GOAL:
You are to retype all of the data exactly as it appears.

INFORMATION SUPPLIED:
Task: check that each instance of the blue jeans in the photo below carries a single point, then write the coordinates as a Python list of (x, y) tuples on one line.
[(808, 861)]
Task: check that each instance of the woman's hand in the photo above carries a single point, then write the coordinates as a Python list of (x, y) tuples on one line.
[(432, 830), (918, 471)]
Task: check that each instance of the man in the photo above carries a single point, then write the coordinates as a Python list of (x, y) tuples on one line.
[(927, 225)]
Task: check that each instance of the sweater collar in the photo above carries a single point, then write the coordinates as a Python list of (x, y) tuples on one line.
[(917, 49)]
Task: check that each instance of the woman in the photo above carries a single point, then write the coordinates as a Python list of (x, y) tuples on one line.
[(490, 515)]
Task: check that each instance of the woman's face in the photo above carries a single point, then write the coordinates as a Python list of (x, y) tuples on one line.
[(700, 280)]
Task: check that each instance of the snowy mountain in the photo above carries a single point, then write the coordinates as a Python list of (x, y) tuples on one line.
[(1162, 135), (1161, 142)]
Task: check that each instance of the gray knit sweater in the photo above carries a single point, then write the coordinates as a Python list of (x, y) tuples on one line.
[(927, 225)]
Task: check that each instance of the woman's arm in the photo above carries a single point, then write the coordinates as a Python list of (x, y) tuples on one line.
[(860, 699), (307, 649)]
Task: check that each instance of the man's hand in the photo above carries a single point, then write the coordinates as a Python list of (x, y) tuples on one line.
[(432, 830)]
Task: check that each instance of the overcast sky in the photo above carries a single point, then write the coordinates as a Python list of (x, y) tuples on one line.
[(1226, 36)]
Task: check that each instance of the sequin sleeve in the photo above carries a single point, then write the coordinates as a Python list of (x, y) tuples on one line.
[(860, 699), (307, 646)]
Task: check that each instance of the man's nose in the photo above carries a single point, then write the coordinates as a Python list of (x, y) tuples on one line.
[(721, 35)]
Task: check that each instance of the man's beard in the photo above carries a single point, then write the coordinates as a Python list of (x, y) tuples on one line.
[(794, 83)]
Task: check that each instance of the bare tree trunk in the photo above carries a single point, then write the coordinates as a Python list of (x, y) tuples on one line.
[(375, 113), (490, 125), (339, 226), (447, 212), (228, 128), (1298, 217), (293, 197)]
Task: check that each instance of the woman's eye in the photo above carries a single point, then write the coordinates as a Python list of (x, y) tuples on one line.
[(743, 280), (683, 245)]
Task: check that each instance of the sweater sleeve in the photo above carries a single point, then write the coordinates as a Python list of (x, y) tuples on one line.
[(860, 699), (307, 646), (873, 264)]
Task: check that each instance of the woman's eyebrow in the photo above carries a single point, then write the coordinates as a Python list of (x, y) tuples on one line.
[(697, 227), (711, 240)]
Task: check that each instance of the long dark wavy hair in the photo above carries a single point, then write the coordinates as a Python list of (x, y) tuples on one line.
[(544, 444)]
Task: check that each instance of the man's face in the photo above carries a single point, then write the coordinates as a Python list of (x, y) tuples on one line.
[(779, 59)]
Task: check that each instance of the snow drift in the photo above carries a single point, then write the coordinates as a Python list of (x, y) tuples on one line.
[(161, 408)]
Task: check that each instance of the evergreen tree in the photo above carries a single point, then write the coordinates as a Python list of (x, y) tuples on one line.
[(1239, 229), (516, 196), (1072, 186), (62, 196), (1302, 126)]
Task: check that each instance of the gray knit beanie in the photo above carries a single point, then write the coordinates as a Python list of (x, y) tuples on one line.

THE COMPLETED TASK:
Task: check that each instance of the blue jeans in the photo below carries a single point, then write the coordinates as a Python list of (x, y) tuples on one line.
[(808, 861)]
Task: check that each instance of the woman's hand in the photo above carries a single point, then write the coordinates as a Python list of (x, y) tuples on one line.
[(432, 830), (918, 471)]
Task: check that each instance of the man in the photo above carries a single point, then write the coordinates as a Python list of (x, y) tuples on one line.
[(927, 225)]
Task: check that each instance of the sweater collar in the photo above carries a single point, then write the coordinates as a Python list of (x, y) tuples on one line.
[(917, 49)]
Task: check that each instance of the woman in the photo above carries a single point, then write the coordinates as a Python list of (x, y) tuples on one line.
[(490, 515)]
Task: check that each instance of the woman's face in the photo above carries a single point, then write the coordinates as a Python list of (x, y) tuples on one line.
[(700, 280)]
Task: check that each instance of the snowy mountain in the photo above carries a single point, then write the coordinates as a Python list of (x, y) tuples on one line.
[(1162, 135), (1161, 142)]
Task: check that each instance of the gray knit sweater in the photo above carries a single point, then write the coordinates as a Python list of (x, y) tuples on one line.
[(927, 225)]
Task: check that each instance of the woman's arm in the photo above carries a single point, then write the coordinates as a Python list of (x, y) tuples on one line.
[(860, 699), (307, 649)]
Task: check that each instance of the man's hand in the photo above carries a single point, then write the coordinates as a Python list of (x, y) tuples on one line.
[(432, 830)]
Task: check that each instance of the overcast sky in the photo above carries a single point, then write the coordinates as a Python list of (x, y) tuples on one line.
[(1226, 36)]
Task: check that each instance of the sequin sleeve in the photo above carries a single point, then write the coordinates as a Python list of (x, y) tuples on one line.
[(860, 699), (307, 646)]
Task: check that each instance of the man's nose in the photo above carries a single point, then write the coordinates as a Python list of (x, y) tuples on one line.
[(721, 35)]
Task: check that each instance of the man's beard in the photo above carries a single point, then write the coordinates as a Python list of (x, y) tuples on one line.
[(794, 83)]
Task: check that each instance of the bare tree trunk in the photo above carries a single point, then write the coordinates as a Python list of (x, y) tuples on one line.
[(375, 113), (490, 125), (339, 226), (447, 212), (228, 128), (1298, 217), (293, 197)]
Task: check that each instance of the woman's eye in the photo above carries a single point, then write the coordinates as a Python list of (x, y) tuples on one line.
[(743, 280), (683, 245)]
Task: check that each instance of the sweater sleeve in the photo above carries a single point, then write the coordinates as a Python list of (x, y) tuples on one line.
[(860, 699), (307, 646), (873, 264)]
Task: check that each instance of the woman's eyebrow in the photo above carries a single point, then write the coordinates as a Python list of (x, y) tuples on one line.
[(697, 227), (711, 240)]
Task: check that each instance of the long dark wavy hair in the photo above carries a single point, then write the coordinates as a Python list of (x, y) tuples on one line.
[(544, 444)]
Task: check that each instance of the man's face in the photo above carries a single point, then write the coordinates as a Python list of (x, y) tuples on one line.
[(779, 59)]
Task: check that each instance of the snow drift in the photo above carries a single point, then write the coordinates as a Python list of (x, y) tuples on one line.
[(161, 408)]
Task: check that each instance of the evergreen tree in the photo above carries a single point, then write the coordinates as a Python list of (x, y) tuples on one line.
[(1239, 229), (516, 196), (1072, 186), (62, 196), (1302, 126)]
Task: check that each instance of the gray knit beanie in the photo above carries a single point, then write the coordinates as a Python list of (x, y) tuples on one line.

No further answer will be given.